── Records supplied ──

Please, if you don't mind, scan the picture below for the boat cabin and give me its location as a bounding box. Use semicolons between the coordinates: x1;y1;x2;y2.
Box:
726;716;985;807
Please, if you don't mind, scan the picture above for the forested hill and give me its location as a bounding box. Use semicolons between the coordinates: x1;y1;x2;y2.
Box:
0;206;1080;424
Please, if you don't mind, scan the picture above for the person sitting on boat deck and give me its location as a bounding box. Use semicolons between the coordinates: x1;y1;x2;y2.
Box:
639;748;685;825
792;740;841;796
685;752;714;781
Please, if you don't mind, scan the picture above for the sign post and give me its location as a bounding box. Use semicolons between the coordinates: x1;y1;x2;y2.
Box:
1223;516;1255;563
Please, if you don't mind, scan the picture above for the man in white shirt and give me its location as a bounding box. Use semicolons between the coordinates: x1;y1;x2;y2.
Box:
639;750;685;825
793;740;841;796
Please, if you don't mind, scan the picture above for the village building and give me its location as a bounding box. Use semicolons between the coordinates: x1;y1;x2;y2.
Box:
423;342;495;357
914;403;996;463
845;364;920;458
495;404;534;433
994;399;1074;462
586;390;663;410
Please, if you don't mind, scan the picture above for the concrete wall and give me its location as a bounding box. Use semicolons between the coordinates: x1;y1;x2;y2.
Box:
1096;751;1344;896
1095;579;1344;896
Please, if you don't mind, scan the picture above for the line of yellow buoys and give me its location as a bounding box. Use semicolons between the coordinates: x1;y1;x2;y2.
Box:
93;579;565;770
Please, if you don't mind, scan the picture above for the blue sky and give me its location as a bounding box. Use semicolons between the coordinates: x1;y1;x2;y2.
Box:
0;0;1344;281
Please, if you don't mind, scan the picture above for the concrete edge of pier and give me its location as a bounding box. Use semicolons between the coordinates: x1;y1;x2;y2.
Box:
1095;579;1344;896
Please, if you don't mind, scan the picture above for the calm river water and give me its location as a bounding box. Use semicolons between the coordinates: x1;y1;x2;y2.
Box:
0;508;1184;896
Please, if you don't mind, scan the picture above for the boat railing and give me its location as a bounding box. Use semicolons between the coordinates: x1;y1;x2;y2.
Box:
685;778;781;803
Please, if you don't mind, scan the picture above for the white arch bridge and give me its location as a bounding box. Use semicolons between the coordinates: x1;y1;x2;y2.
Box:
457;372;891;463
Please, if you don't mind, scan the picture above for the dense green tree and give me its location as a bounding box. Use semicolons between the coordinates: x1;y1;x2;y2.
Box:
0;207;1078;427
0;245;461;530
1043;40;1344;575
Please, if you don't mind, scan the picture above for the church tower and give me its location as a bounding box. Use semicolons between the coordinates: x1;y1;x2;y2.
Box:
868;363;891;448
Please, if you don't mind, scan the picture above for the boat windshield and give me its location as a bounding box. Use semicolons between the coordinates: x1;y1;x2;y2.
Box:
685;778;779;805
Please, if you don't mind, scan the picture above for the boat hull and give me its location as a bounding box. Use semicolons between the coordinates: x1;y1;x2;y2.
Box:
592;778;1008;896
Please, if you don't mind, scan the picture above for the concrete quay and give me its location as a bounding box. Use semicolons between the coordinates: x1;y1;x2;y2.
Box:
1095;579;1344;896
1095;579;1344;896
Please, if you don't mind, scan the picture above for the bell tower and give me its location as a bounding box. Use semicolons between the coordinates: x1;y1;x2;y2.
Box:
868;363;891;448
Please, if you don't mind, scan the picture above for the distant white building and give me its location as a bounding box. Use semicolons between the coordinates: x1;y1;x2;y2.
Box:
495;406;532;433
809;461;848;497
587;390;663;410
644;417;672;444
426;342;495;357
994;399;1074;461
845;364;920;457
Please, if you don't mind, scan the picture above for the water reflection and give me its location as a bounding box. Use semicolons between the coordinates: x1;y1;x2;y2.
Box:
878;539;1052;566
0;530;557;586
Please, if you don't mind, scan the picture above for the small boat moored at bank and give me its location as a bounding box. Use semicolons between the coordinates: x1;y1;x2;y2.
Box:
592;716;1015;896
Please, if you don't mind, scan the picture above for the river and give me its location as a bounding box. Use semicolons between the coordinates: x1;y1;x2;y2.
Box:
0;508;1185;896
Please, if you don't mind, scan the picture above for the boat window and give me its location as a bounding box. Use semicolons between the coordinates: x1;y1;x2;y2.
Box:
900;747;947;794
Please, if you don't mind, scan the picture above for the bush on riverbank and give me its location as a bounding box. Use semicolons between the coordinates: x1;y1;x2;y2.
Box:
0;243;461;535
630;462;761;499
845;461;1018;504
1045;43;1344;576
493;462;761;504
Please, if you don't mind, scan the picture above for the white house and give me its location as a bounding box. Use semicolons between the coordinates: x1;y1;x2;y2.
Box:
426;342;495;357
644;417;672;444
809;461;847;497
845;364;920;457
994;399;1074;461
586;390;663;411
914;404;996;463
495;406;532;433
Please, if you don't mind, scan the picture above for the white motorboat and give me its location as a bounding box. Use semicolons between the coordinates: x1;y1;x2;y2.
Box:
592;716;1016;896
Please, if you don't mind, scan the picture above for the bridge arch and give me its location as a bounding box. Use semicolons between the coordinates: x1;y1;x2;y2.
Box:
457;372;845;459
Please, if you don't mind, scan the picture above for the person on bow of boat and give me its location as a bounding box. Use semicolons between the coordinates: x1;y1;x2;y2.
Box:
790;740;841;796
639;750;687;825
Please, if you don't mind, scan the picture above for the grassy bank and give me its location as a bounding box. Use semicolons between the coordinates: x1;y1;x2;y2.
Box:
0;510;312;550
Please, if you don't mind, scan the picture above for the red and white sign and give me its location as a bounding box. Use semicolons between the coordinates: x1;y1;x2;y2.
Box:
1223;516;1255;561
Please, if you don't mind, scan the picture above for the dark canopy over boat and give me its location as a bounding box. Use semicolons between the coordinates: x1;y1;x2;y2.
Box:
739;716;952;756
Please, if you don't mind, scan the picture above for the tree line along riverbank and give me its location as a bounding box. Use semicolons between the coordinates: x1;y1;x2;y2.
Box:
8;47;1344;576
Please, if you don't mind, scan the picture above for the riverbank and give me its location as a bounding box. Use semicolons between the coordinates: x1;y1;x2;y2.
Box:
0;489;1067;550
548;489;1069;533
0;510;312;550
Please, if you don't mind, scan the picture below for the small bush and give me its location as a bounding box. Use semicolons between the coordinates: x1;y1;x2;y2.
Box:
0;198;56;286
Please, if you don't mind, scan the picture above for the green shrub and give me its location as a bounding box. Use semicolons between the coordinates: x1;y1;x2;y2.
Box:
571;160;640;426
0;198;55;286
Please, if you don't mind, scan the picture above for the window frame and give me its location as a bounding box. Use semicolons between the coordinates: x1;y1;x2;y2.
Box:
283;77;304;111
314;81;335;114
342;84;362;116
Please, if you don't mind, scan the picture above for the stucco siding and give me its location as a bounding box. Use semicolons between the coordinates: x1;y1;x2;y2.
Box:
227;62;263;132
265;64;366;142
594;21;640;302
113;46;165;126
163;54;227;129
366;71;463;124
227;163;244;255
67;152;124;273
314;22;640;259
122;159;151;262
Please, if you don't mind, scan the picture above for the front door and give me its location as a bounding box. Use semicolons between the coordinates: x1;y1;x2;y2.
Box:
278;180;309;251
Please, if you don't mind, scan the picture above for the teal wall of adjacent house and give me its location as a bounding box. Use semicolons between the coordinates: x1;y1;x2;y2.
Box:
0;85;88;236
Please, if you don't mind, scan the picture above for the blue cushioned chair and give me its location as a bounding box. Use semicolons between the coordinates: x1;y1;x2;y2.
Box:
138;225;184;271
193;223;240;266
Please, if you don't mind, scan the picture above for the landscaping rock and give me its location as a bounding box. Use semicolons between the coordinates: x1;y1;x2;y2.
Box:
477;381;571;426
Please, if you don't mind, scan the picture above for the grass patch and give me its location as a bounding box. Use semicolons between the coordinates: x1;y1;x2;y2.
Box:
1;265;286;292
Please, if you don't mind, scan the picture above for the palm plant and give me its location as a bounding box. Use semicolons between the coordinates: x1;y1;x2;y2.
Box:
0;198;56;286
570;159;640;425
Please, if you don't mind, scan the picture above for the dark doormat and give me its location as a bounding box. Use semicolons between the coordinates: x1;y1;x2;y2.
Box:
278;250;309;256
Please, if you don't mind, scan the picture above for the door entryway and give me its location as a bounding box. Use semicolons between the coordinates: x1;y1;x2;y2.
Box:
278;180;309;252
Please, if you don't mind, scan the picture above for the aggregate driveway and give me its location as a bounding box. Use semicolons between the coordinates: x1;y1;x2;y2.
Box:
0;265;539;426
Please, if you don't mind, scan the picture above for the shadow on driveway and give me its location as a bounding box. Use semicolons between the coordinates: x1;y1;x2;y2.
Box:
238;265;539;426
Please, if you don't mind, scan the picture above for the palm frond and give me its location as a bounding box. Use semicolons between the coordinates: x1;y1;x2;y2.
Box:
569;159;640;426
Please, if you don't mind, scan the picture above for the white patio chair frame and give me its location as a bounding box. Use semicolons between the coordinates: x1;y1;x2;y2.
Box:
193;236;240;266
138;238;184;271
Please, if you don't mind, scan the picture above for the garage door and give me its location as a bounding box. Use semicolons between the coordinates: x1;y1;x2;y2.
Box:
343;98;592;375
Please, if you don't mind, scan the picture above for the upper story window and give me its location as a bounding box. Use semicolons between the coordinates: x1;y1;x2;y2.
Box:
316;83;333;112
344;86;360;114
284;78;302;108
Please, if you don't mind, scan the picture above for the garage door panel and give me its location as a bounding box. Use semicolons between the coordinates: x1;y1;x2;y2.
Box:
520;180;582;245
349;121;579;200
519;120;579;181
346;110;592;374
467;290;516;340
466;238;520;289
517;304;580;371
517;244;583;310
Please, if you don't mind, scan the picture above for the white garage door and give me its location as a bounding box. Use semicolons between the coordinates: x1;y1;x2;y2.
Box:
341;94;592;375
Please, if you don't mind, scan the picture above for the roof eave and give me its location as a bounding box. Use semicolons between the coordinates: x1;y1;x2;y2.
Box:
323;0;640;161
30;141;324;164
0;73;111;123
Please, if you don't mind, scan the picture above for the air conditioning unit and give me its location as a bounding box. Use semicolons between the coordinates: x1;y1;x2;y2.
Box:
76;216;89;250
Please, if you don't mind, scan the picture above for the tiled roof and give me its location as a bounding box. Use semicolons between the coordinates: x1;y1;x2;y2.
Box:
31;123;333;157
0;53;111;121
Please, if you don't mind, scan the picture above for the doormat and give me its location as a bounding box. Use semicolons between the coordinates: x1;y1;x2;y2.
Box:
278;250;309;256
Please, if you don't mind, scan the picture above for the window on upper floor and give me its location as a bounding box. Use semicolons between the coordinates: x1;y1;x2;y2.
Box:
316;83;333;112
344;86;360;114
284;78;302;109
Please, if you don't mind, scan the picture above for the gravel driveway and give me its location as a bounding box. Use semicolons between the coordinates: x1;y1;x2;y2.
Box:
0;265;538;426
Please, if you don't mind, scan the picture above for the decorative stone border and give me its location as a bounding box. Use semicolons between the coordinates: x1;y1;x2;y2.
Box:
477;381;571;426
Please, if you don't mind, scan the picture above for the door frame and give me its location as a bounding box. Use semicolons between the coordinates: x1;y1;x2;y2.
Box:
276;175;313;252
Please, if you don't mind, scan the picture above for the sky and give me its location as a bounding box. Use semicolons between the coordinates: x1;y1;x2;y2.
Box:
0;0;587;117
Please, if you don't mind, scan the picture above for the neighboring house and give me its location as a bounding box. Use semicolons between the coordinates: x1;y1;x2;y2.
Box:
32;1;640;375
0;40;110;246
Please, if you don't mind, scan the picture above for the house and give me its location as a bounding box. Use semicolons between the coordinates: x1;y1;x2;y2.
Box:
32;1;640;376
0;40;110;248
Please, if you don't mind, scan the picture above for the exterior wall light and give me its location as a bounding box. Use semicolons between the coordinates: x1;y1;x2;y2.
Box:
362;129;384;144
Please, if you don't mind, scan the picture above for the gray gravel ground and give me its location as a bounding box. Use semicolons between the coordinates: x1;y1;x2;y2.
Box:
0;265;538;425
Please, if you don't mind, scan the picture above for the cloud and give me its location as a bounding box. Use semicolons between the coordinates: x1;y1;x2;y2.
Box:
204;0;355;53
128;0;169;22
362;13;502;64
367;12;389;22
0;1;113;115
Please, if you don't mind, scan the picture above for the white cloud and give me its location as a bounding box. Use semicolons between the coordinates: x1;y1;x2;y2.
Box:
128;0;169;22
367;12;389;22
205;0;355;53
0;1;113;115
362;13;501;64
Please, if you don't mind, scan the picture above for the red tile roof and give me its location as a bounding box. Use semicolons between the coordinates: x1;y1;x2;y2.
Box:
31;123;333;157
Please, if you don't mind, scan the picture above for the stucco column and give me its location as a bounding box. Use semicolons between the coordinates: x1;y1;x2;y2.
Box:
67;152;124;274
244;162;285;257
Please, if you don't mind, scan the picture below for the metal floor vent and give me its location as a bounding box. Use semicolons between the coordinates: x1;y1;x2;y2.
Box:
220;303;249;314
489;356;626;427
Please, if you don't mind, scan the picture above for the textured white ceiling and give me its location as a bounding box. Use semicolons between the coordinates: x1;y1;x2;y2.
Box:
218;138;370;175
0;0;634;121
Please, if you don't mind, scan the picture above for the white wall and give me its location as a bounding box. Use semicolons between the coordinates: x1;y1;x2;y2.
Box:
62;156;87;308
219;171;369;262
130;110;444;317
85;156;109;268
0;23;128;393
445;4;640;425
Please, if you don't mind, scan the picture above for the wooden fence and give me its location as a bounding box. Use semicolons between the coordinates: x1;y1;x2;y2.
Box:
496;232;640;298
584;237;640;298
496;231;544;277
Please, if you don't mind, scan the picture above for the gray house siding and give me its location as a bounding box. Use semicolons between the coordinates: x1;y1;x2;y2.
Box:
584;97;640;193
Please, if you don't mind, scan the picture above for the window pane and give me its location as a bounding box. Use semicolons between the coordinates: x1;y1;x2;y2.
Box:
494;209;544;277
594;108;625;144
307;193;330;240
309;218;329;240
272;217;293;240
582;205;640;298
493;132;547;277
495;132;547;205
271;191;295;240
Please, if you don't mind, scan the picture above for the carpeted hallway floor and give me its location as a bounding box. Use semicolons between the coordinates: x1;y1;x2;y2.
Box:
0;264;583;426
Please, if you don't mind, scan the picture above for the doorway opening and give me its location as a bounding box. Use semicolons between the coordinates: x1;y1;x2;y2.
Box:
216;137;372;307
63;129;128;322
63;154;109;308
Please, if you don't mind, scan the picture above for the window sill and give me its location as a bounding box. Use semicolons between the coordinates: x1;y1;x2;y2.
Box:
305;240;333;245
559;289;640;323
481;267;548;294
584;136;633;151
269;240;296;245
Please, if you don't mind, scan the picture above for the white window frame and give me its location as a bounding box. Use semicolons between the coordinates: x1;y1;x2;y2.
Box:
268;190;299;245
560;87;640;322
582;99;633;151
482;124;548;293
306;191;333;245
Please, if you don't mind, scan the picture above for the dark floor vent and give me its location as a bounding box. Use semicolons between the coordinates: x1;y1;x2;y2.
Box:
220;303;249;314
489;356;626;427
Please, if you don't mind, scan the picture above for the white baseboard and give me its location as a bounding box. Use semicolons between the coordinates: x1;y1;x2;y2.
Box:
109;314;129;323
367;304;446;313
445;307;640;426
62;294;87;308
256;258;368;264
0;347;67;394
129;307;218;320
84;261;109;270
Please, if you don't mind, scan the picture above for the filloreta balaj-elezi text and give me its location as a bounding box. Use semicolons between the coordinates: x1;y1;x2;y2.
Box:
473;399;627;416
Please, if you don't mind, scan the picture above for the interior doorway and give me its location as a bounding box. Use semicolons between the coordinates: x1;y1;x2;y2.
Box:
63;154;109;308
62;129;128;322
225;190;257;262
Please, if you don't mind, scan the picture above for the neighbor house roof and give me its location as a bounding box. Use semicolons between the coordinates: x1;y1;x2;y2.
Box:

───

◆ Objective
Rewrite the lines of the items starting at the line containing "for the water" and ending at the line containing "0;530;557;586", swapping "reflection" for "mirror image" and leaving everything else unchanged. Give only those lines.

◆ Task answer
Please, if you don't mind, scan the picture above for the water mirror image and give me its location as a bounding box. Use semicolons between the coordinates: x1;y1;x2;y2.
Box:
878;539;1052;566
0;530;557;586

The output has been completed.